Trecho do texto:
-----
A memória é uma construção e possui o mesmo real de uma narrativa de santos como da maneira que você e eu lembramos das coisas. Alguns santos são profundamente históricos. Temos fotografias de alguns. Santa Bernadete, por exemplo, foi fotografada e o corpo ainda existe. São Marcelo e São Denis de Paris, um que luta com dragão e outro que carrega sua própria cabeça decepada, são um pouco mais difíceis de extrair do campo da lenda.

E onde entra então a história em meio às construções simbólicas?

Mas o historiador não trabalha se o milagre ocorreu ou não, se o santo levitou ou não, se curou ou não doenças, mas na crença de que isto tenha ocorrido. Assim, posso pesquisar com riqueza de detalhes o saci e suas implicações folclóricas e simbólicas, mesmo que não exista o saci em si. A fé nos santos existe.

Então o senhor diria que essa construção simbólica e mesmo aquilo que ela tem de histórica depende fundamentalmente da fé?

Todos compartilhamos graus variados de crenças: de que somos amados pela família, de que não somos traídos pela esposa/marido, de que nossos pais dariam a vida por nós, de que nossos filhos são a coisa mais importante do mundo ou de que são lindos e inteligentes. Tudo isto também é crença, tão plausível como a levitação de alguns santos.

Ironicamente, hoje somos quase onipresentes, mas vivemos absolutamente dispersos – estamos ao mesmo tempo e virtualmente em vários lugares. Essa dispersão digital nos distanciaria da santidade?

O que nos distanciaria da santidade clássica não seria a onipresença em redes sociais mas a nossa fixação no nosso narciso. Com smartphone ou deitados na cama olhando o teto estamos longe de Deus porque estamos imersos em nós mesmos o tempo todo.

E conectados o tempo todo também, especialmente via celular...

O celular só reforça o que vem antes de tudo: nossa fixação vaidosa no narciso.
-----
Dados registrados:
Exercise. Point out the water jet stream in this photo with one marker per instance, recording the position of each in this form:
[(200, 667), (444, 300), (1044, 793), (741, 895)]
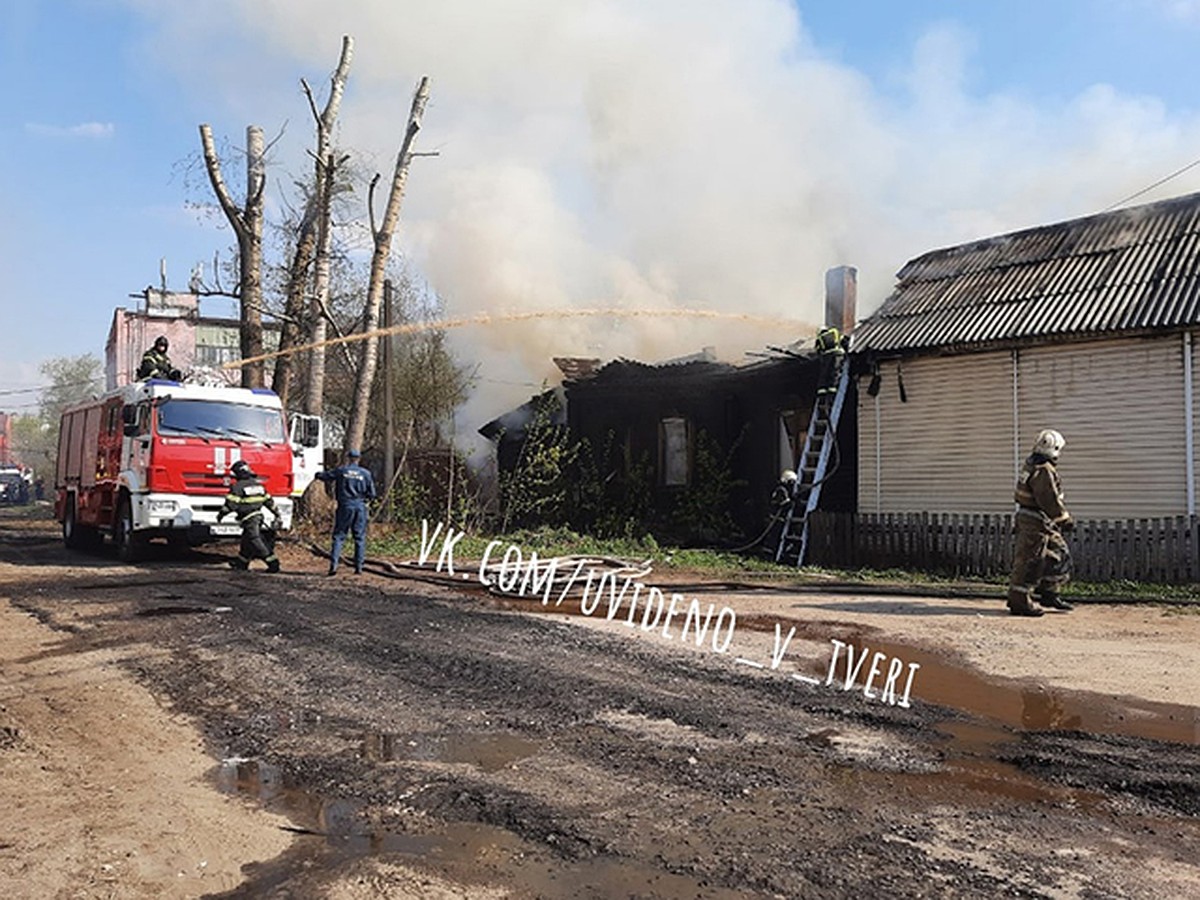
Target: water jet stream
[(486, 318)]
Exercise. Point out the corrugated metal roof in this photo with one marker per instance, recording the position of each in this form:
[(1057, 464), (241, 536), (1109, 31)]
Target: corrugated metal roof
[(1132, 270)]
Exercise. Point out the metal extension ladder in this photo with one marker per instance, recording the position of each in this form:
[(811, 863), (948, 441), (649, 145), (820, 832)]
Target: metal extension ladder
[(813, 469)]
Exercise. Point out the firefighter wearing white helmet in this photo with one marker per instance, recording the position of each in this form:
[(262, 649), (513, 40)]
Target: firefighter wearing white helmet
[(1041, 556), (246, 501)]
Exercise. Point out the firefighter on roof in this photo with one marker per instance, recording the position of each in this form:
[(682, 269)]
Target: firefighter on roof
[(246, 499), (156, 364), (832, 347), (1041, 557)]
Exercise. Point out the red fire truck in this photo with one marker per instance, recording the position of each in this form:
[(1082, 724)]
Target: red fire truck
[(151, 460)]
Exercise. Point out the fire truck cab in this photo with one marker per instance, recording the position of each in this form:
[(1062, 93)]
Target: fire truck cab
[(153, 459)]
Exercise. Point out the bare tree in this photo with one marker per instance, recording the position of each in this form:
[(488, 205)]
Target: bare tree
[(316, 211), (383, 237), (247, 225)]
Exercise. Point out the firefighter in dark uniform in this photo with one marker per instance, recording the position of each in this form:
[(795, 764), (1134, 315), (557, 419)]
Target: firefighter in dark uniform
-----
O que se pede: Transcreva da entrevista sobre a santidade o trecho entre "Todos compartilhamos graus" e "de alguns santos.", inclusive.

Resposta:
Todos compartilhamos graus variados de crenças: de que somos amados pela família, de que não somos traídos pela esposa/marido, de que nossos pais dariam a vida por nós, de que nossos filhos são a coisa mais importante do mundo ou de que são lindos e inteligentes. Tudo isto também é crença, tão plausível como a levitação de alguns santos.